Exercise description
How many lines in the rows below contain the word "covered"? Case counts; give only the number.

— Start Task material —

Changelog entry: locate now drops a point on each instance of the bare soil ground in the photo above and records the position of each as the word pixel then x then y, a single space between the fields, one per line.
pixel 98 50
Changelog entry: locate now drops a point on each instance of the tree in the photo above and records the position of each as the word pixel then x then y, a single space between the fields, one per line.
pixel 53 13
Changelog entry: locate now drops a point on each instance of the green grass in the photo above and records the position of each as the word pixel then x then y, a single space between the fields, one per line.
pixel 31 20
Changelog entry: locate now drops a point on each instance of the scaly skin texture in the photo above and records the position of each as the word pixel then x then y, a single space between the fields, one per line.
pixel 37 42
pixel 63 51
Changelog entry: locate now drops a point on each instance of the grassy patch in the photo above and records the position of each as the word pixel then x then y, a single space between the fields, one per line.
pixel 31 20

— End Task material —
— Start Task material —

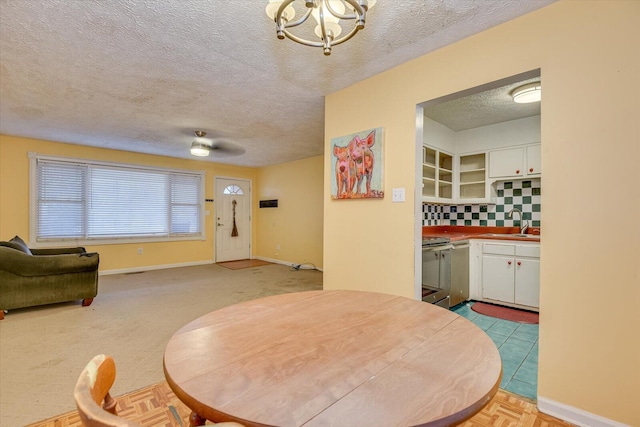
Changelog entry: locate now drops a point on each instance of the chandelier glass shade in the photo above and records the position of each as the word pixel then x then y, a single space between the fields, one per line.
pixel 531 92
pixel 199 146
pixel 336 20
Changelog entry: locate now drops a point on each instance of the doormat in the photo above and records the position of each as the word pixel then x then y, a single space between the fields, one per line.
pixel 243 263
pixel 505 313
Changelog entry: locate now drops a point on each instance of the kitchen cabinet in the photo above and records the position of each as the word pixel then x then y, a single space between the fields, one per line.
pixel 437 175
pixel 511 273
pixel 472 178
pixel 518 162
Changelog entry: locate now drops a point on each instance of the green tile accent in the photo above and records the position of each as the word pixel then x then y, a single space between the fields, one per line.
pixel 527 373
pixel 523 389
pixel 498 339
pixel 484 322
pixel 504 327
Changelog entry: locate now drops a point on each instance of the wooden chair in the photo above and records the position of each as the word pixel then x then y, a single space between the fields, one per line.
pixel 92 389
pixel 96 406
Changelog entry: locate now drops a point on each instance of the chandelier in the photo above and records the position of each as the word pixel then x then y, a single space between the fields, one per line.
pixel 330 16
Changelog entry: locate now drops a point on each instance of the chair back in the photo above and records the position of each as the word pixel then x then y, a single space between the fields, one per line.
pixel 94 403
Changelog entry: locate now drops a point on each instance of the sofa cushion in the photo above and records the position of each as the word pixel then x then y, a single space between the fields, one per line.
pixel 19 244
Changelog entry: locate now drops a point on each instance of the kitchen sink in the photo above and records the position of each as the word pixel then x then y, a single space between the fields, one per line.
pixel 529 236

— End Task material —
— Start Task material —

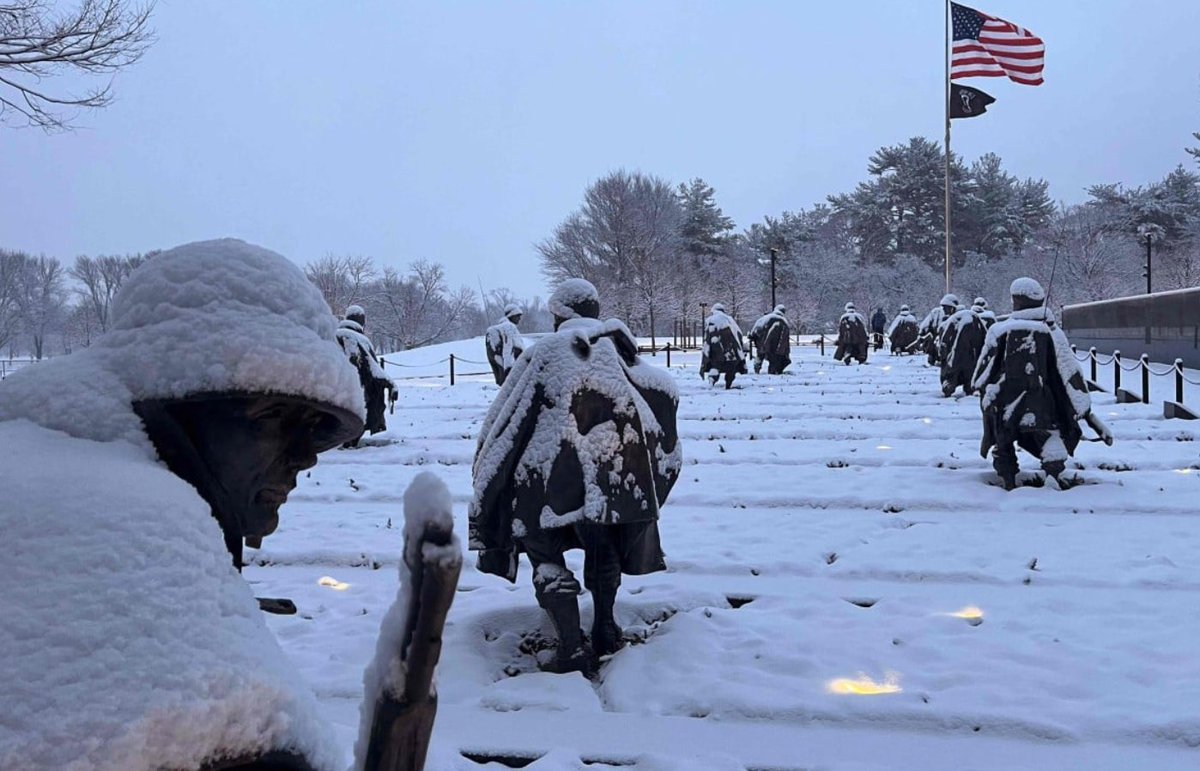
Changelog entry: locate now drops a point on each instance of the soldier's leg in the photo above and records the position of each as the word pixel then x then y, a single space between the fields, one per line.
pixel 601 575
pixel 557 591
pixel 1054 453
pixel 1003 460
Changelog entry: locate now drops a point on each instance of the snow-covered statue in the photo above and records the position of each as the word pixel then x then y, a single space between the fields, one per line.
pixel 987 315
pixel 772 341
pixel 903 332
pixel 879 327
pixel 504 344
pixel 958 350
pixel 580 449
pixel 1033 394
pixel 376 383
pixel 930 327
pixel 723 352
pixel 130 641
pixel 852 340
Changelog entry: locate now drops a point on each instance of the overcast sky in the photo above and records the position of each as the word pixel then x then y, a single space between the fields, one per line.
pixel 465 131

— End Task material —

Exercise output
1